Material:
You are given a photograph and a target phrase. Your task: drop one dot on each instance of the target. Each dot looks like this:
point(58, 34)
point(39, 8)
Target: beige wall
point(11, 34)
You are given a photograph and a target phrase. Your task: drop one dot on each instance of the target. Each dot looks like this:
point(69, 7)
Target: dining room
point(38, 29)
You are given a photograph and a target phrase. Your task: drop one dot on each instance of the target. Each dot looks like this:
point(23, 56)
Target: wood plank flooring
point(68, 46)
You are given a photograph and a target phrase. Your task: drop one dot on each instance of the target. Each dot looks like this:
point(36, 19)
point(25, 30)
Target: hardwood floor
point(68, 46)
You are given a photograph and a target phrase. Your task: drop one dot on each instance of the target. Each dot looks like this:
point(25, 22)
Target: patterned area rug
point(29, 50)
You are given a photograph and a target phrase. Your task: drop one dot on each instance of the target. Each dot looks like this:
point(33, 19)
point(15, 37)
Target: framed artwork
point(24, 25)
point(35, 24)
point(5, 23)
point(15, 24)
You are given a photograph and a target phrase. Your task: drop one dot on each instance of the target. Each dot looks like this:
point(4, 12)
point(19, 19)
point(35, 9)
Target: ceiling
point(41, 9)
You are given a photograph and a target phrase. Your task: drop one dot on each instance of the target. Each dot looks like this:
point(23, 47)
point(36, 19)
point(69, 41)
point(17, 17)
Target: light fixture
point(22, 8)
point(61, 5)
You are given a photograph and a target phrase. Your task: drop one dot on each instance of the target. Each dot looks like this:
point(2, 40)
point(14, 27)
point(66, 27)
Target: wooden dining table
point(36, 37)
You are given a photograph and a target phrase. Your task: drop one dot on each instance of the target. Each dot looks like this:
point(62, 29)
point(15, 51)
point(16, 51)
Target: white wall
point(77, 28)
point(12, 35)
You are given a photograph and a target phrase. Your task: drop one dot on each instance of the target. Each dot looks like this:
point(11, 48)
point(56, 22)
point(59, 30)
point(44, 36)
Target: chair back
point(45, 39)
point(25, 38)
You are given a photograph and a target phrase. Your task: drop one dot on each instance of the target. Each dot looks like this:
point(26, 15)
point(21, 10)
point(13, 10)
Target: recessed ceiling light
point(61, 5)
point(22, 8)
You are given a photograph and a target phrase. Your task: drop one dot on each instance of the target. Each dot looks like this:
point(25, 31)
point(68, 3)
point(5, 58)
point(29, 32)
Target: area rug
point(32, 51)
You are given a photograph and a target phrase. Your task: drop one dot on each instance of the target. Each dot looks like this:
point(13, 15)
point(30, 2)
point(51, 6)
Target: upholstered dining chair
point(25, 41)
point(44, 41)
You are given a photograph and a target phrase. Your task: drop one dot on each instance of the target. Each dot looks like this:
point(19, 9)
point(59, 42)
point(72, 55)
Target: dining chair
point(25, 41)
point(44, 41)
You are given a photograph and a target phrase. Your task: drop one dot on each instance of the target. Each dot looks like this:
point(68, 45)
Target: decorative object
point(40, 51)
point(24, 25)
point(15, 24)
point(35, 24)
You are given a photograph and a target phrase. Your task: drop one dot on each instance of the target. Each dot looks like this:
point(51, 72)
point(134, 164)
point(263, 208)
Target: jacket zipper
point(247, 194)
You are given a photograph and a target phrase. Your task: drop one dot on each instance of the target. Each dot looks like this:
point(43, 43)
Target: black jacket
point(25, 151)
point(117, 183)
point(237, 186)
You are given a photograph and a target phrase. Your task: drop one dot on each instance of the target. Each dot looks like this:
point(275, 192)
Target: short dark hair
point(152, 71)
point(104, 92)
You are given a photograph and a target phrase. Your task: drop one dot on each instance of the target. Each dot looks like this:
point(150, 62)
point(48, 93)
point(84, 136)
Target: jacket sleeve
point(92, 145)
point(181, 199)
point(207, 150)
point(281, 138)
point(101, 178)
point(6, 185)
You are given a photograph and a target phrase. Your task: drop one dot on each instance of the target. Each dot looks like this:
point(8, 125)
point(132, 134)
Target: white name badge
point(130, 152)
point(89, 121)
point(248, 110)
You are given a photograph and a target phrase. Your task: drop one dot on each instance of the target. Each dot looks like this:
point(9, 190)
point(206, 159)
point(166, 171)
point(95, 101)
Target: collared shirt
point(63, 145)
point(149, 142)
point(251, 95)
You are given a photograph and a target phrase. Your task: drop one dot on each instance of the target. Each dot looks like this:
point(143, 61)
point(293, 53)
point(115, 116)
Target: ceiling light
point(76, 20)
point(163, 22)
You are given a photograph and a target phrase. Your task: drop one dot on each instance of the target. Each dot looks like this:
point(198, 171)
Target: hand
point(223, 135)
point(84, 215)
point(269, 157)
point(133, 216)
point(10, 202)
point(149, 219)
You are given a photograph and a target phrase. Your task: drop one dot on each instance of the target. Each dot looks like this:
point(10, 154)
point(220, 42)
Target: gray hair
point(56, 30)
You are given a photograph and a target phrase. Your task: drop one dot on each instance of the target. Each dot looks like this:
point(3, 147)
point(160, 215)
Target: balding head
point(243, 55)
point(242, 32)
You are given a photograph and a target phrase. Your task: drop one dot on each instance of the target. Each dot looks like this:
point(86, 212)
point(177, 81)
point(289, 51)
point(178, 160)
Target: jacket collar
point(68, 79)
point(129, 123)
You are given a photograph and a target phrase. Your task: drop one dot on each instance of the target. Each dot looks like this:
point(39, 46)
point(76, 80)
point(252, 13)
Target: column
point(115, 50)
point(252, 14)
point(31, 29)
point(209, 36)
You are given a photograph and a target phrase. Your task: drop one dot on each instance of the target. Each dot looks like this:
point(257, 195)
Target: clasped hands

Description of the task: Lay out the data above as a numbered list, running from its beginning through the line that contains "point(29, 50)", with both ends included and blank lines omitted.

Result of this exercise:
1. You are given a photograph and a target phrase. Your task: drop one dot on each instance of the target. Each dot looks like this:
2. point(58, 34)
3. point(39, 8)
4. Target: beige wall
5. point(11, 34)
6. You are given a photograph and a target phrase. Your task: drop one dot on each instance of the target. Each dot looks like this:
7. point(69, 7)
8. Target: dining room
9. point(38, 29)
10. You are given a photograph and a target phrase. Your task: drop one dot on each instance of the target. Each dot looks like this:
11. point(23, 56)
12. Target: wood plank flooring
13. point(68, 46)
14. You are given a photograph and a target phrase. Your task: drop one dot on each instance of the target. Each dot looks like this:
15. point(36, 19)
16. point(25, 30)
17. Target: hardwood floor
18. point(68, 46)
19. You are given a photograph and a target phrase. Your task: drop one dot on each instance of the target. Each dot looks like this:
20. point(25, 22)
21. Target: patterned area rug
22. point(29, 50)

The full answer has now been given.